#### To be done:
The records that follow need to be output exactly as they are.

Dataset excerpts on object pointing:
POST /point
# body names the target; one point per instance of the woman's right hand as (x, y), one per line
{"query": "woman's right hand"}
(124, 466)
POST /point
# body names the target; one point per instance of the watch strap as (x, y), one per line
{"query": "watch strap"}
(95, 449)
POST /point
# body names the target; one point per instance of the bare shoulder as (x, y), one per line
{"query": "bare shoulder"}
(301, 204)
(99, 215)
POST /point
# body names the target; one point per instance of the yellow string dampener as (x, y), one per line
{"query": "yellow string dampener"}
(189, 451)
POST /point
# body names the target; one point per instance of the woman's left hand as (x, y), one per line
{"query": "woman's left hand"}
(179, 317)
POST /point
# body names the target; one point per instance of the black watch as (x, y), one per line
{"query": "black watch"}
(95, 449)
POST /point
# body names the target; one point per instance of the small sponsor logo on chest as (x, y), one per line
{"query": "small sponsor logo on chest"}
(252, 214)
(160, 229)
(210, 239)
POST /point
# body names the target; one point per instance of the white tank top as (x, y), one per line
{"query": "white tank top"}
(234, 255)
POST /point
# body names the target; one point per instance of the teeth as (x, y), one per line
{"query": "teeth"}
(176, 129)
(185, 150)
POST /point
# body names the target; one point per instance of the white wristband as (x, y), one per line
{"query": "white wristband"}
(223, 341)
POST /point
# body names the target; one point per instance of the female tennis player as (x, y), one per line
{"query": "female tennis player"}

#### Output below:
POST /point
# body names the target; one point per instance of the woman's right hand as (x, y), one per line
{"query": "woman's right hand"}
(124, 466)
POST /point
# body names the target; one point per instance of the watch strap as (x, y), one per line
{"query": "watch strap"}
(95, 449)
POST /point
# body names the target; one point per instance of the bare shoulder as (x, y), one per line
{"query": "bare shoulder"}
(301, 204)
(99, 215)
POST /point
# body names the target; one point per instance of the yellow string dampener as (x, y), one per line
{"query": "yellow string dampener"}
(189, 451)
POST /point
# body names the target; one point per instance of the woman's left hand as (x, y), one per line
{"query": "woman's left hand"}
(179, 317)
POST /point
# body names the target; one point per instance of the black watch as (x, y), one per line
{"query": "black watch"}
(95, 449)
POST /point
# body names the target; one point per instance of the small sponsor logo on chest as (x, y), one per line
{"query": "small sponsor logo on chest"}
(252, 214)
(160, 229)
(210, 239)
POST /point
# body names the target; one point per instance of the white tank top as (x, y), one per line
{"query": "white tank top"}
(234, 255)
POST /point
# body names the target; one point per instance of the teeth as (x, y), one per line
{"query": "teeth"}
(176, 129)
(185, 150)
POST /point
# body names the target; one point per instance of the white wristband as (x, y), one per line
{"query": "white wristband"}
(223, 341)
POST /point
# body names the target; one point per instance of the female tennis player as (x, y), one per line
{"query": "female tennis player"}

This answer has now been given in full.